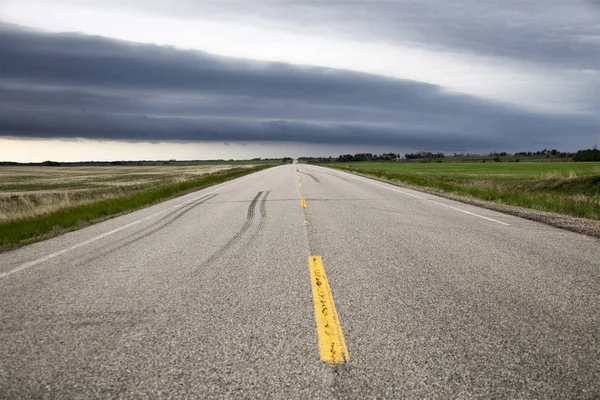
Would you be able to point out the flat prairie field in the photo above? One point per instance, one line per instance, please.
(488, 170)
(568, 188)
(30, 191)
(41, 202)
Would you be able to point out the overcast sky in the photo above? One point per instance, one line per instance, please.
(219, 79)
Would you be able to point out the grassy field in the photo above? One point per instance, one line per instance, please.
(565, 188)
(40, 202)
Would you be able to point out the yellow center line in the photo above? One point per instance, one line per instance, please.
(332, 346)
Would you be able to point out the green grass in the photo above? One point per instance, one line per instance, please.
(15, 233)
(565, 188)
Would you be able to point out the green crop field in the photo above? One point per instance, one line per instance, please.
(41, 202)
(566, 188)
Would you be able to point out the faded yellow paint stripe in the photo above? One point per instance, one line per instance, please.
(332, 346)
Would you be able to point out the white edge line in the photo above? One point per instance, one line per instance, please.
(103, 235)
(423, 198)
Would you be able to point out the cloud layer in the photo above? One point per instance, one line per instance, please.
(76, 86)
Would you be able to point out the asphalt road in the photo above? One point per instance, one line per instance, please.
(210, 296)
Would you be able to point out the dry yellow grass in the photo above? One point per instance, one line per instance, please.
(32, 191)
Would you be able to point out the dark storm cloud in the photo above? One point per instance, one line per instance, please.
(74, 86)
(557, 33)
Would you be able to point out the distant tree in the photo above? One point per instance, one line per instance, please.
(587, 155)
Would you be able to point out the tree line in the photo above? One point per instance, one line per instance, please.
(581, 155)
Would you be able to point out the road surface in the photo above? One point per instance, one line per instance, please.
(212, 295)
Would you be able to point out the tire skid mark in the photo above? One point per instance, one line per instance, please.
(337, 176)
(148, 231)
(312, 176)
(263, 217)
(249, 219)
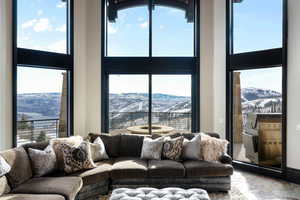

---

## EXERCISE GOAL
Every line between the one containing "Would you be able to point out the road" and the end of the listing, both included, needs to be retyped exactly, minus the pictures.

## ANSWER SECTION
Would you be able to point out the road surface in the photo above? One point per instance, one line per instance, please.
(212, 295)
Would you be able to point out the tire skid mark in the photo above? One point per instance, one line per instance, please.
(337, 176)
(148, 231)
(312, 176)
(263, 217)
(249, 219)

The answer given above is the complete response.